=== Supplied data ===

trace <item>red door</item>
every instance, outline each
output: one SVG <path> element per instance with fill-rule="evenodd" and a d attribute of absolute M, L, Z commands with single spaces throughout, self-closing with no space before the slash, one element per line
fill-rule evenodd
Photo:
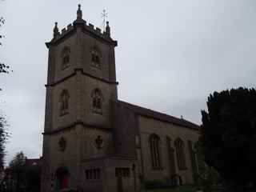
<path fill-rule="evenodd" d="M 64 174 L 61 178 L 61 190 L 67 188 L 69 185 L 69 175 Z"/>

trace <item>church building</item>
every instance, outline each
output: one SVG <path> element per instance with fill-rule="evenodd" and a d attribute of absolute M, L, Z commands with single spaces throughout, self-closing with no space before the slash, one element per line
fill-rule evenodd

===

Reproduce every line of the material above, requests included and pictures omitted, with each path coordinate in the answers multiplied by 0.75 and rounded to a whole number, halves rounding up.

Solution for this task
trace <item>red door</item>
every instance, outline each
output: one SVG <path> element per instance with fill-rule="evenodd" and a d attribute of absolute M, L, Z commands with single spaces throughout, self-closing with no space before the slash, one element per line
fill-rule evenodd
Photo:
<path fill-rule="evenodd" d="M 48 131 L 46 134 L 46 143 L 50 141 L 52 139 L 52 131 Z"/>

trace <item>church building</item>
every instance, outline each
output: one SVG <path> element per instance with fill-rule="evenodd" and a d attribute of absolute M, L, Z commands with single spaces throughout, self-closing with no space before the slash, one element per line
fill-rule evenodd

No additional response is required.